• [WORK TO BE COMPLETED] Each line from the one holding "Task: indicate one point on every instance of the tan" to the last line below must be restated word for word, and no picture may be included.

--- GIVEN ENTRIES Enclosed Below ---

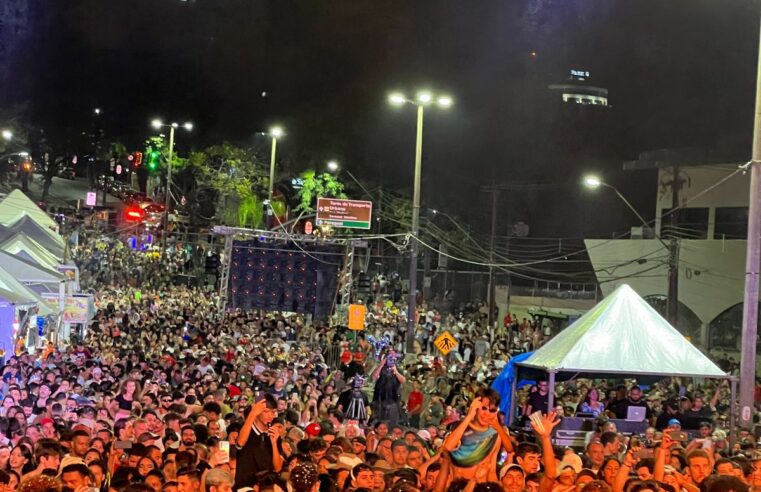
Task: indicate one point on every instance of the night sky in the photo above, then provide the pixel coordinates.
(680, 73)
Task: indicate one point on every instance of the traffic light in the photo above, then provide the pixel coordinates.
(153, 160)
(134, 214)
(212, 264)
(364, 285)
(136, 159)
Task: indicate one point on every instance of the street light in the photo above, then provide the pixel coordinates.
(592, 182)
(672, 300)
(158, 124)
(334, 167)
(275, 132)
(424, 98)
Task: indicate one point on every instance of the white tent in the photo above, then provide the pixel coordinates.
(17, 205)
(622, 335)
(16, 292)
(32, 230)
(28, 272)
(22, 245)
(46, 237)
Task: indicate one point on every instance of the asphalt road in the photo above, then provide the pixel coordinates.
(63, 192)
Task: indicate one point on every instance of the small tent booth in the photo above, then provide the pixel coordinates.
(620, 337)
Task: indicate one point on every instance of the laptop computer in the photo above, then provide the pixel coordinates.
(636, 414)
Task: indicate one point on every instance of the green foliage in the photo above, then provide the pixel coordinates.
(324, 185)
(250, 212)
(237, 178)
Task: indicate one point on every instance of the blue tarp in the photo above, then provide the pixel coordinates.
(504, 382)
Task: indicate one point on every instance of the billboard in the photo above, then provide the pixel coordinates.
(77, 309)
(352, 214)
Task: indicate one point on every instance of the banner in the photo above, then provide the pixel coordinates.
(76, 310)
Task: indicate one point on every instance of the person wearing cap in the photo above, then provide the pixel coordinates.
(513, 478)
(258, 446)
(360, 446)
(670, 411)
(304, 478)
(76, 476)
(543, 430)
(674, 425)
(362, 476)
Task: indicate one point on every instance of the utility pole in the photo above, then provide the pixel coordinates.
(750, 300)
(412, 291)
(492, 293)
(672, 306)
(168, 195)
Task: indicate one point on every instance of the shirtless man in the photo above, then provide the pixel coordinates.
(478, 438)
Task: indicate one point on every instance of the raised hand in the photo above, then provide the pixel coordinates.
(474, 406)
(546, 423)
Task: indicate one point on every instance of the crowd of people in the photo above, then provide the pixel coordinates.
(163, 391)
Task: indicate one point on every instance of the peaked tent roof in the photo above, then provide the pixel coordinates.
(16, 205)
(622, 335)
(27, 271)
(9, 284)
(45, 237)
(21, 243)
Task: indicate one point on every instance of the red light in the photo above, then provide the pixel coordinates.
(134, 214)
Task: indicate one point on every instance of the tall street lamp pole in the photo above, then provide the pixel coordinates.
(752, 256)
(423, 99)
(157, 124)
(275, 133)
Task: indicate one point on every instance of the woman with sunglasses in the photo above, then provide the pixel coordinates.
(478, 438)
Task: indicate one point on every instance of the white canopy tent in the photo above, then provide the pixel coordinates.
(28, 272)
(621, 336)
(16, 205)
(22, 245)
(17, 293)
(48, 239)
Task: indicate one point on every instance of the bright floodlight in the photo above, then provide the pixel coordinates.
(424, 97)
(396, 98)
(444, 101)
(592, 181)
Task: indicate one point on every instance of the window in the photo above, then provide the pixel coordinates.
(691, 223)
(731, 223)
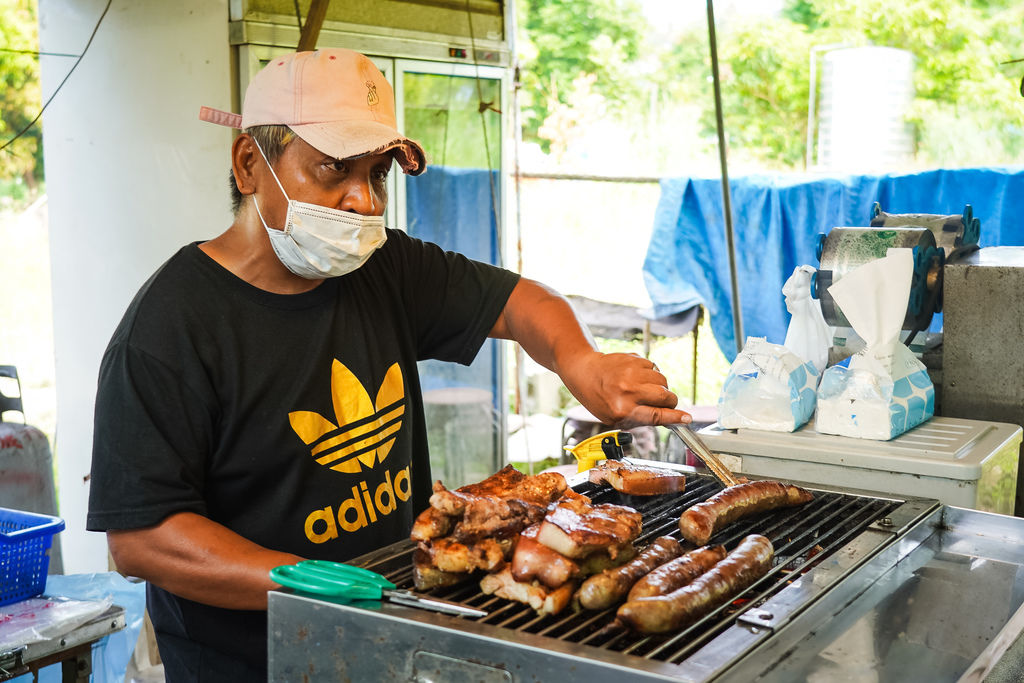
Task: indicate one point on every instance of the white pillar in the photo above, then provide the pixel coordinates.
(132, 175)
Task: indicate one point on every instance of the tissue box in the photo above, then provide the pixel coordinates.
(768, 387)
(857, 401)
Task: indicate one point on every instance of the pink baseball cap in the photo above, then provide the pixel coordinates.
(335, 99)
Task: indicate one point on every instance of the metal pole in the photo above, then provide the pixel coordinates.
(737, 323)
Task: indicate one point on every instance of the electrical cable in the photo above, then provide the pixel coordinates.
(72, 71)
(38, 53)
(481, 108)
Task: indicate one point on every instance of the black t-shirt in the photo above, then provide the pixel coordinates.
(294, 420)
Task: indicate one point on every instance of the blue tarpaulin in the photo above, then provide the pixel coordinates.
(775, 223)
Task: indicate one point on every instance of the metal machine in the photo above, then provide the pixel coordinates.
(973, 360)
(905, 589)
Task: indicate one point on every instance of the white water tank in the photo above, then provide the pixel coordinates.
(865, 97)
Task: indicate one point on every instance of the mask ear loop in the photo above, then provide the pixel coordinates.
(282, 187)
(271, 169)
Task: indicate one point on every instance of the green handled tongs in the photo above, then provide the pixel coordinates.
(351, 583)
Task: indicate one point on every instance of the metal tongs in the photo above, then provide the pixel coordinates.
(351, 583)
(706, 455)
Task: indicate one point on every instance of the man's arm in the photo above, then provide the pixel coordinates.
(621, 389)
(200, 560)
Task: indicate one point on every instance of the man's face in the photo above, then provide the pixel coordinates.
(358, 185)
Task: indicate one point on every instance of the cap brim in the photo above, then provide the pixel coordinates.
(343, 139)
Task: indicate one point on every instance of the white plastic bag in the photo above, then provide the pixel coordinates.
(808, 335)
(768, 387)
(885, 390)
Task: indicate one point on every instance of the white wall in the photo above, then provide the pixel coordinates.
(132, 175)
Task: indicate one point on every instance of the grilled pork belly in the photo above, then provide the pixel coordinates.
(426, 575)
(495, 518)
(637, 479)
(530, 560)
(538, 596)
(432, 523)
(449, 555)
(507, 483)
(577, 528)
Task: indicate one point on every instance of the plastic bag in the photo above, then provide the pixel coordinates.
(808, 335)
(885, 390)
(111, 654)
(768, 387)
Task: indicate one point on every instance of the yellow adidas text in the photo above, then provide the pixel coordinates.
(360, 510)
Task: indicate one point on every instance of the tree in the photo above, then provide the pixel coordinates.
(563, 40)
(966, 111)
(19, 84)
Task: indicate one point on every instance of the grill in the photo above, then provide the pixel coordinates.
(817, 547)
(801, 537)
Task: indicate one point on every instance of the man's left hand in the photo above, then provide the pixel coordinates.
(623, 390)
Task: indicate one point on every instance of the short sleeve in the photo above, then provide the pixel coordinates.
(453, 300)
(151, 436)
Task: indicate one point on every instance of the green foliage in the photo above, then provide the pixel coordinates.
(20, 100)
(967, 110)
(561, 42)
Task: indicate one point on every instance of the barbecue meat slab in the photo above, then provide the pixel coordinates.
(432, 523)
(507, 483)
(540, 597)
(426, 575)
(449, 555)
(637, 479)
(577, 528)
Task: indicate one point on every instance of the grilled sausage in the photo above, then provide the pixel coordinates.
(607, 588)
(678, 572)
(699, 522)
(736, 572)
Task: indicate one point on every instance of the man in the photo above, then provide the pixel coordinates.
(259, 402)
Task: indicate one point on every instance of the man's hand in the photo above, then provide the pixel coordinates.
(620, 389)
(623, 389)
(199, 559)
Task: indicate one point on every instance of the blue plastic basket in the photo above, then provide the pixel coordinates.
(25, 538)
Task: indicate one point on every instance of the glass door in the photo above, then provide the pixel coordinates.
(455, 111)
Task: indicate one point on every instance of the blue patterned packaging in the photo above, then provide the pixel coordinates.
(883, 390)
(768, 387)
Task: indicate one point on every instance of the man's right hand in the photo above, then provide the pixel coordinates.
(199, 559)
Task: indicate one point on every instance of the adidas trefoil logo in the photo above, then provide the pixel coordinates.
(365, 431)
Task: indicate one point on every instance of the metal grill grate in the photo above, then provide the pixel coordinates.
(802, 537)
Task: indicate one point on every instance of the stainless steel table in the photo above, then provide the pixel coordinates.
(73, 650)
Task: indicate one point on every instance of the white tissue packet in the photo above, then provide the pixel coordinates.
(768, 387)
(885, 390)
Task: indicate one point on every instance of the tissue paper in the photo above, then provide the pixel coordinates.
(768, 387)
(884, 390)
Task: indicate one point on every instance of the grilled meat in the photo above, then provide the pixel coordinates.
(507, 483)
(426, 575)
(577, 528)
(637, 479)
(736, 572)
(534, 561)
(677, 572)
(449, 555)
(699, 522)
(538, 596)
(610, 586)
(530, 560)
(432, 523)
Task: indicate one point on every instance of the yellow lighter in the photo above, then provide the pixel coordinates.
(606, 445)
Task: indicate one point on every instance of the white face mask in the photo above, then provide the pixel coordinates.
(317, 242)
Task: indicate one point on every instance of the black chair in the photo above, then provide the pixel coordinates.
(10, 402)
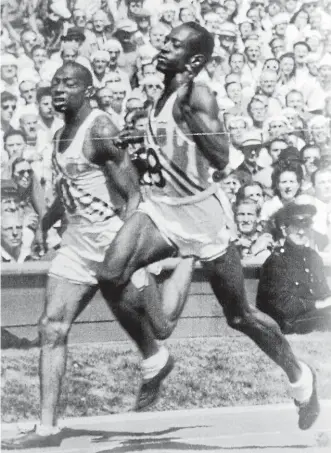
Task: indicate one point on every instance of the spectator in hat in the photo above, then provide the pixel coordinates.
(9, 71)
(157, 35)
(104, 98)
(115, 50)
(55, 25)
(152, 86)
(187, 12)
(89, 44)
(236, 126)
(287, 179)
(227, 36)
(11, 237)
(9, 196)
(8, 107)
(310, 157)
(324, 75)
(293, 288)
(14, 144)
(231, 183)
(267, 87)
(251, 145)
(125, 32)
(99, 62)
(100, 28)
(143, 21)
(32, 199)
(258, 111)
(251, 241)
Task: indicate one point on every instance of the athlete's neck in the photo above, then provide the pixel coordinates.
(76, 118)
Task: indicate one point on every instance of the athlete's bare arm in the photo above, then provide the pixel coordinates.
(116, 161)
(200, 111)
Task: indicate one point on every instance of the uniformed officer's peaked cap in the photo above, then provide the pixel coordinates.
(295, 214)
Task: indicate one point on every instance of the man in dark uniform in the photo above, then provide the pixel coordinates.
(293, 288)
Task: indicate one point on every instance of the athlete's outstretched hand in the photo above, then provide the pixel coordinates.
(129, 136)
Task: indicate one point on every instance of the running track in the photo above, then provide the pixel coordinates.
(266, 429)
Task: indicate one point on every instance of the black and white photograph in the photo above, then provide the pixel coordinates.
(165, 226)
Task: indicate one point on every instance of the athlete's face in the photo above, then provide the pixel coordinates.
(176, 51)
(68, 90)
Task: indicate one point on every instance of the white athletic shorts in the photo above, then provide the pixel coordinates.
(83, 248)
(198, 226)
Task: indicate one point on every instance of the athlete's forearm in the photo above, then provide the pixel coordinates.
(214, 146)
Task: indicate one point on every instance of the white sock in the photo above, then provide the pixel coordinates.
(45, 430)
(152, 365)
(302, 389)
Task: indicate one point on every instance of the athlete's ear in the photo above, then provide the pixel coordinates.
(196, 62)
(90, 91)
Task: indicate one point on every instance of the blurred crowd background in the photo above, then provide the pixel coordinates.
(270, 73)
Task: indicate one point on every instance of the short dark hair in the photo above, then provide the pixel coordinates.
(43, 92)
(6, 96)
(203, 42)
(233, 54)
(13, 132)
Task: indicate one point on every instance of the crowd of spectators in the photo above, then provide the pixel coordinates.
(270, 73)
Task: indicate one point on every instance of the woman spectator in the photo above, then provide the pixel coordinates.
(251, 241)
(152, 87)
(319, 129)
(286, 184)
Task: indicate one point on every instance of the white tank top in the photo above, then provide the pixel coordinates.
(81, 185)
(181, 170)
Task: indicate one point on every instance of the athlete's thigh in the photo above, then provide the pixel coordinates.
(137, 244)
(65, 300)
(227, 280)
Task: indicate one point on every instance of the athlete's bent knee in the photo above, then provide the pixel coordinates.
(53, 332)
(240, 322)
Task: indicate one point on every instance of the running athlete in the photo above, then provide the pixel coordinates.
(93, 177)
(182, 213)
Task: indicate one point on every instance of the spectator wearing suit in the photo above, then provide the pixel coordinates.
(293, 288)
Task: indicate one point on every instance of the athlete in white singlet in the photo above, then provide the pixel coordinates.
(182, 214)
(94, 180)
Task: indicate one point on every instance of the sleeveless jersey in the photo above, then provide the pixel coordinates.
(80, 184)
(177, 168)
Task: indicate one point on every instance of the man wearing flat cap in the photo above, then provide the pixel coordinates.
(293, 288)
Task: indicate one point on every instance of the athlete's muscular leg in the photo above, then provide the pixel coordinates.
(64, 301)
(136, 245)
(226, 278)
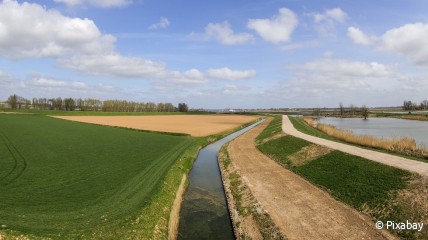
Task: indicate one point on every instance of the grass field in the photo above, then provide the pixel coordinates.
(368, 186)
(195, 125)
(65, 179)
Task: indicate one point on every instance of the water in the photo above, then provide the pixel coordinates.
(204, 213)
(383, 127)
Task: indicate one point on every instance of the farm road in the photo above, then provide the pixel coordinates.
(387, 159)
(299, 209)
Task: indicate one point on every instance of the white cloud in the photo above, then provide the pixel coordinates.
(335, 14)
(359, 37)
(30, 30)
(5, 79)
(115, 65)
(46, 82)
(347, 68)
(163, 23)
(96, 3)
(224, 34)
(329, 81)
(409, 40)
(277, 29)
(325, 23)
(228, 74)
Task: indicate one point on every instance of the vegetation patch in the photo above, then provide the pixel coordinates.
(307, 154)
(250, 220)
(281, 148)
(73, 180)
(306, 125)
(384, 192)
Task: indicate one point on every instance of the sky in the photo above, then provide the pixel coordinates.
(217, 54)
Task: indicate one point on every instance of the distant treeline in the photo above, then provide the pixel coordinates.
(409, 105)
(91, 104)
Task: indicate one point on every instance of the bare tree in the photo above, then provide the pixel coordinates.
(182, 107)
(341, 109)
(13, 101)
(365, 112)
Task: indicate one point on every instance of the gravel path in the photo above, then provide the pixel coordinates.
(299, 209)
(387, 159)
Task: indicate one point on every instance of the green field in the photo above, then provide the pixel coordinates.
(64, 179)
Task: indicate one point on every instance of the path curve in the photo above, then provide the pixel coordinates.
(387, 159)
(299, 209)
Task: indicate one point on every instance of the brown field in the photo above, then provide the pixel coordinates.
(195, 125)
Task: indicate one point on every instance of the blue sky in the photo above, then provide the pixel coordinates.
(217, 54)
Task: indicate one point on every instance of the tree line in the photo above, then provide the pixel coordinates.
(90, 104)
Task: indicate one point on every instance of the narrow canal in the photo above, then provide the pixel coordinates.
(204, 213)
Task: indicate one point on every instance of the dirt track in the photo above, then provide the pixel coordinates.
(195, 125)
(391, 160)
(299, 209)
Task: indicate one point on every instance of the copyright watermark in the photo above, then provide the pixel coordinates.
(391, 225)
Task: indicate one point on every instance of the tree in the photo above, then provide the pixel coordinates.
(69, 104)
(182, 107)
(364, 112)
(352, 109)
(424, 104)
(13, 101)
(341, 109)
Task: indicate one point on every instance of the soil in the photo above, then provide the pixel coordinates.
(299, 209)
(195, 125)
(387, 159)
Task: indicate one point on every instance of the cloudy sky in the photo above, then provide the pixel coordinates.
(217, 54)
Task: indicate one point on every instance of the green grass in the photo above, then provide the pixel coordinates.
(274, 128)
(282, 147)
(64, 179)
(354, 180)
(303, 127)
(363, 184)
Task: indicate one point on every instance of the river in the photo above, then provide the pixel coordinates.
(204, 213)
(383, 127)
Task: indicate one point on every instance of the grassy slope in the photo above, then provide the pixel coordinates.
(76, 179)
(302, 126)
(356, 181)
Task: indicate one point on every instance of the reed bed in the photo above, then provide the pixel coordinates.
(404, 145)
(415, 117)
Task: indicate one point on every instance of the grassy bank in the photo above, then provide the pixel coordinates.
(245, 210)
(368, 186)
(72, 180)
(400, 147)
(68, 180)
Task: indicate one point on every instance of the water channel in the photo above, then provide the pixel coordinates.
(383, 127)
(204, 213)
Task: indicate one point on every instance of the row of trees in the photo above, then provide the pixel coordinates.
(353, 110)
(411, 106)
(91, 104)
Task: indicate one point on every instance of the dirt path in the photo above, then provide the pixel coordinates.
(299, 209)
(391, 160)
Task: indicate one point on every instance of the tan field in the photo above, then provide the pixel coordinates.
(195, 125)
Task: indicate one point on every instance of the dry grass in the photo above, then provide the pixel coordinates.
(175, 211)
(195, 125)
(404, 145)
(308, 154)
(415, 117)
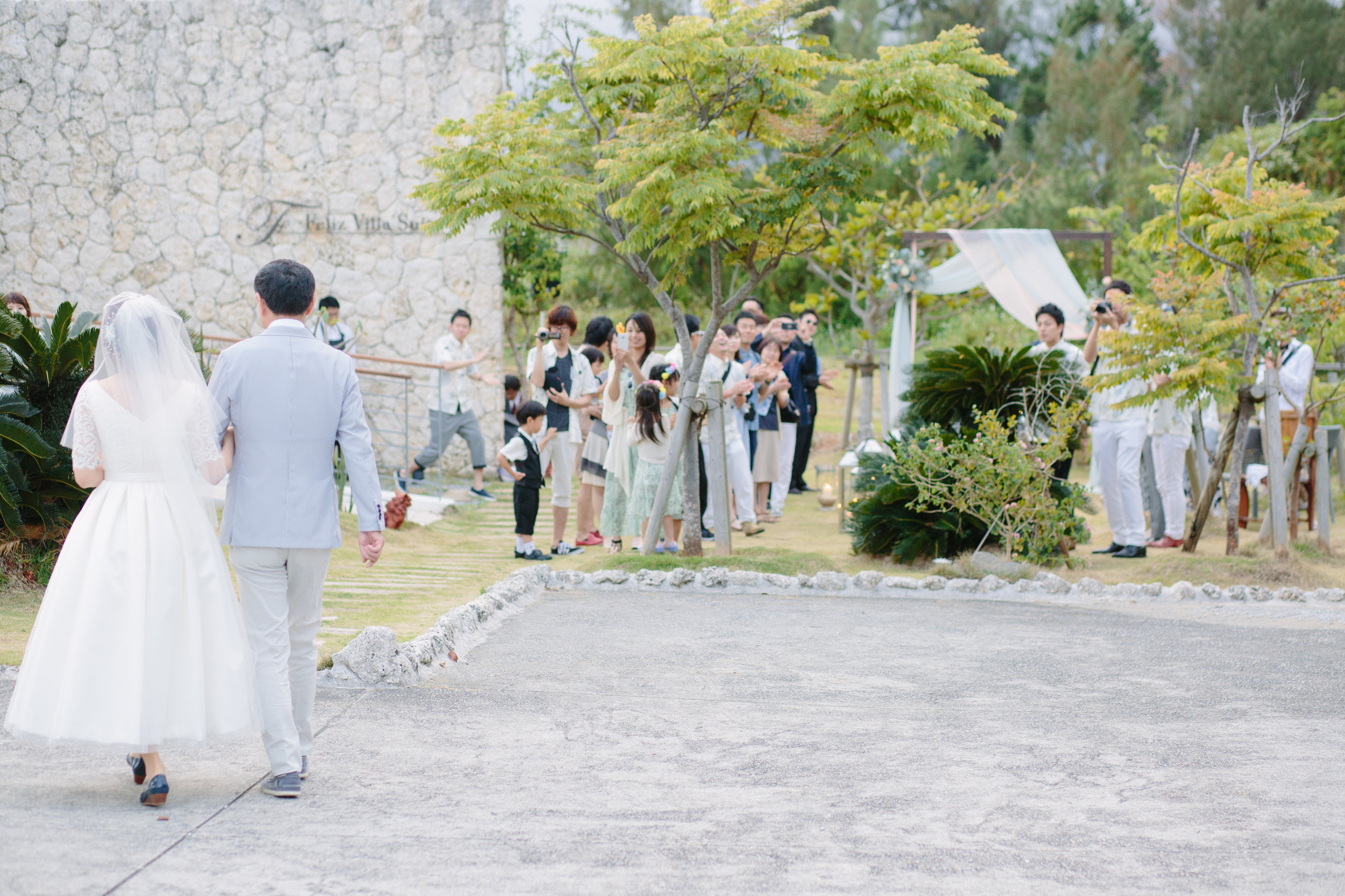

--- End of Enclosed GIVEN ENTRIES ---

• [EXERCISE OUTPUT]
Task: indicate one point on every instance of the tan field in the photo above, then provide the pixel coordinates.
(195, 125)
Task: indicate one point on every instance of the dry grass in the photo above, then provide the pixel coordinates.
(175, 211)
(195, 125)
(404, 145)
(308, 154)
(415, 117)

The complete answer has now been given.